WHAT THIS TASK INVOLVES:
Every line below containing the word "Target" should be found and copied.

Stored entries
★ ★ ★ ★

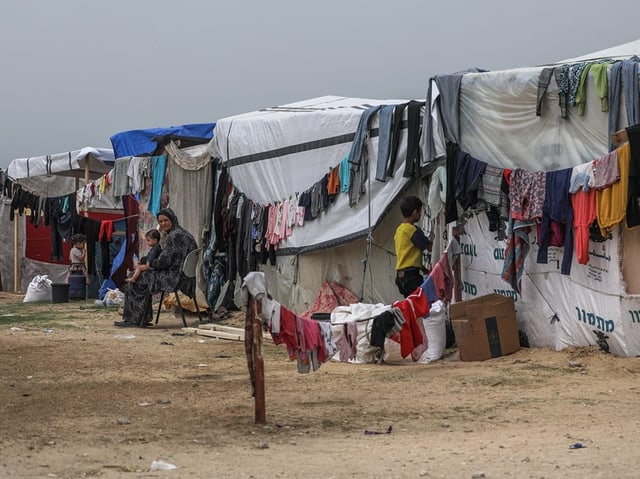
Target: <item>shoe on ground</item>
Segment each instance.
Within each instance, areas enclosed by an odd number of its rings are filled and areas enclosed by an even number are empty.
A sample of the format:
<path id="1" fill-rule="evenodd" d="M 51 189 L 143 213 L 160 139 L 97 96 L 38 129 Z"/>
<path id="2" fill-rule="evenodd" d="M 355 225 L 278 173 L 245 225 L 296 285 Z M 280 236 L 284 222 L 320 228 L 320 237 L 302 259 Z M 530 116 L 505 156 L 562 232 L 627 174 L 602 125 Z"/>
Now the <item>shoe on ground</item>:
<path id="1" fill-rule="evenodd" d="M 119 328 L 137 328 L 138 327 L 137 324 L 130 323 L 129 321 L 114 321 L 113 325 Z"/>

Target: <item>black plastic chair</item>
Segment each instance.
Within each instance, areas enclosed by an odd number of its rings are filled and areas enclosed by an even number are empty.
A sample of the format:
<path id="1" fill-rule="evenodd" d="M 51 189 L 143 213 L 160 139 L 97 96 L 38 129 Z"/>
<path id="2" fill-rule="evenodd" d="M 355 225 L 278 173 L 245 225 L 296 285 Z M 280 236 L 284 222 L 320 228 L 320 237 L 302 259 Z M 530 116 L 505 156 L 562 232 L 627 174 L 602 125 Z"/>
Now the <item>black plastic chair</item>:
<path id="1" fill-rule="evenodd" d="M 182 274 L 184 274 L 187 278 L 193 278 L 195 280 L 198 261 L 200 261 L 201 252 L 202 252 L 202 248 L 194 249 L 184 259 L 184 263 L 182 264 Z M 194 291 L 193 297 L 189 299 L 192 299 L 194 304 L 196 305 L 196 311 L 198 311 L 198 318 L 200 318 L 200 321 L 202 321 L 202 315 L 200 314 L 200 307 L 198 306 L 198 301 L 196 300 L 197 289 L 198 288 L 196 286 L 193 290 Z M 180 308 L 180 314 L 182 315 L 182 324 L 184 324 L 184 327 L 186 328 L 188 326 L 187 320 L 184 317 L 184 308 L 182 307 L 182 304 L 180 304 L 180 293 L 177 287 L 173 291 L 173 294 L 175 294 L 176 302 L 178 303 L 178 307 Z M 158 324 L 158 320 L 160 319 L 160 310 L 162 309 L 162 300 L 164 299 L 164 295 L 165 295 L 165 292 L 163 291 L 162 294 L 160 295 L 160 304 L 158 305 L 158 312 L 156 313 L 155 324 Z"/>

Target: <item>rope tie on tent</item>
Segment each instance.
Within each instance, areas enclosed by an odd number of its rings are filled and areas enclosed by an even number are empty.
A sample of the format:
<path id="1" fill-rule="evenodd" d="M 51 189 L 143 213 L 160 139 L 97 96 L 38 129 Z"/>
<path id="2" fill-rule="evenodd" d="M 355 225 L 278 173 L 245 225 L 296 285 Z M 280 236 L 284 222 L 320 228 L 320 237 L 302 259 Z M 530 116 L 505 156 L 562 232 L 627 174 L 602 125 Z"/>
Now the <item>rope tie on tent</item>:
<path id="1" fill-rule="evenodd" d="M 379 250 L 382 250 L 382 251 L 384 251 L 385 253 L 387 253 L 387 254 L 389 254 L 389 255 L 391 255 L 391 256 L 394 256 L 394 257 L 395 257 L 395 255 L 396 255 L 395 251 L 388 250 L 388 249 L 387 249 L 387 248 L 385 248 L 384 246 L 380 246 L 379 244 L 376 244 L 376 243 L 374 243 L 374 242 L 372 242 L 372 243 L 371 243 L 371 246 L 375 246 L 375 247 L 376 247 L 376 248 L 378 248 Z"/>
<path id="2" fill-rule="evenodd" d="M 369 135 L 367 134 L 364 145 L 368 148 Z M 367 161 L 367 170 L 369 169 L 369 161 Z M 362 262 L 362 284 L 360 285 L 360 301 L 364 299 L 364 282 L 367 277 L 367 265 L 369 264 L 369 255 L 371 254 L 371 243 L 373 237 L 371 235 L 371 172 L 367 171 L 367 240 L 365 245 L 365 253 L 364 258 L 360 261 Z"/>

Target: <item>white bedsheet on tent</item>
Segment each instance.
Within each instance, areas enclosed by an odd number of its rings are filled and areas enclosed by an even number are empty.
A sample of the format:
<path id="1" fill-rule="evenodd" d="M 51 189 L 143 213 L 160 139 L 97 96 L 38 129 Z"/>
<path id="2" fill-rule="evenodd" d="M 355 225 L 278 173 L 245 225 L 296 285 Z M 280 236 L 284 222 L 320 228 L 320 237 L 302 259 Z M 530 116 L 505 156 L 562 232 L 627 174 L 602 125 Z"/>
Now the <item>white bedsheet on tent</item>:
<path id="1" fill-rule="evenodd" d="M 229 168 L 234 185 L 260 203 L 302 193 L 339 165 L 351 150 L 363 111 L 407 100 L 324 96 L 224 118 L 216 123 L 214 154 Z M 372 128 L 377 127 L 374 115 Z M 394 200 L 409 184 L 403 178 L 406 129 L 400 137 L 395 174 L 376 181 L 377 135 L 369 138 L 368 193 L 349 206 L 347 193 L 319 218 L 294 228 L 280 245 L 275 267 L 266 266 L 269 290 L 294 311 L 313 302 L 323 281 L 335 281 L 365 301 L 398 299 L 394 284 L 393 232 L 401 220 Z M 398 208 L 395 208 L 398 210 Z M 369 231 L 373 231 L 367 256 Z M 365 273 L 366 260 L 366 273 Z"/>
<path id="2" fill-rule="evenodd" d="M 640 40 L 566 62 L 635 53 L 640 53 Z M 529 171 L 573 167 L 605 155 L 609 113 L 601 111 L 592 76 L 587 79 L 584 115 L 569 106 L 568 118 L 561 118 L 558 89 L 552 80 L 542 114 L 536 116 L 543 68 L 464 75 L 459 103 L 461 149 L 493 166 Z M 620 110 L 622 128 L 627 125 L 623 95 Z M 492 292 L 514 296 L 520 328 L 532 346 L 562 349 L 594 345 L 601 338 L 616 355 L 640 354 L 640 301 L 625 292 L 632 278 L 623 275 L 640 249 L 640 234 L 635 230 L 621 226 L 612 240 L 590 242 L 589 264 L 578 264 L 574 254 L 569 276 L 560 274 L 562 248 L 550 247 L 549 263 L 537 264 L 538 246 L 533 241 L 522 291 L 516 294 L 500 277 L 506 242 L 497 241 L 495 233 L 488 231 L 486 215 L 472 217 L 465 229 L 461 238 L 464 299 Z"/>

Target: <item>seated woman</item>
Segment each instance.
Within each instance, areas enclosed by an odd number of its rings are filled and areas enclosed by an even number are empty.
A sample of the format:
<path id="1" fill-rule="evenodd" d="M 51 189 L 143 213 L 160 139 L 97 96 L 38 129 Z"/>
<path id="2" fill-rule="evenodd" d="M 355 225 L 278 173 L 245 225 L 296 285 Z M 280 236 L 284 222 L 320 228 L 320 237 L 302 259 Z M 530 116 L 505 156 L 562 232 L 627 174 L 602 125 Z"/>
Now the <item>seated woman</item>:
<path id="1" fill-rule="evenodd" d="M 151 324 L 151 295 L 159 291 L 172 293 L 176 287 L 187 295 L 195 293 L 195 279 L 182 274 L 184 259 L 198 246 L 191 233 L 178 224 L 170 208 L 158 213 L 160 231 L 167 237 L 160 255 L 141 265 L 142 273 L 134 283 L 124 288 L 124 311 L 118 327 L 145 327 Z"/>

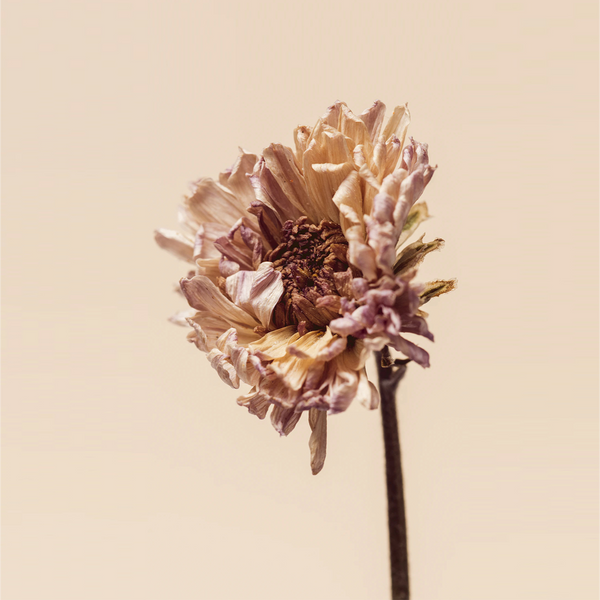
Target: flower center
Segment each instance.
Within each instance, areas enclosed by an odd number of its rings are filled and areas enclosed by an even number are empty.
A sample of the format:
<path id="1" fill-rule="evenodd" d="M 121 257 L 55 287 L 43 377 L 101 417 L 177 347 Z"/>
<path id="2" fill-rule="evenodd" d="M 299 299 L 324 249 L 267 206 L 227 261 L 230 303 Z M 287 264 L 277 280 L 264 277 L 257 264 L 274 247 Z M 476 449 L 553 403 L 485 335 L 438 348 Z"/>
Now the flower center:
<path id="1" fill-rule="evenodd" d="M 283 276 L 284 291 L 273 311 L 274 324 L 277 328 L 296 325 L 301 335 L 324 329 L 338 316 L 340 294 L 334 274 L 348 270 L 348 242 L 340 226 L 306 221 L 307 217 L 286 221 L 282 242 L 264 258 Z"/>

★ ★ ★ ★

EXERCISE OUTPUT:
Target: <item>shoe on ground</item>
Target: <item>black plastic chair</item>
Target: <item>rope tie on tent</item>
Target: <item>white bedsheet on tent</item>
Target: <item>seated woman</item>
Target: flower center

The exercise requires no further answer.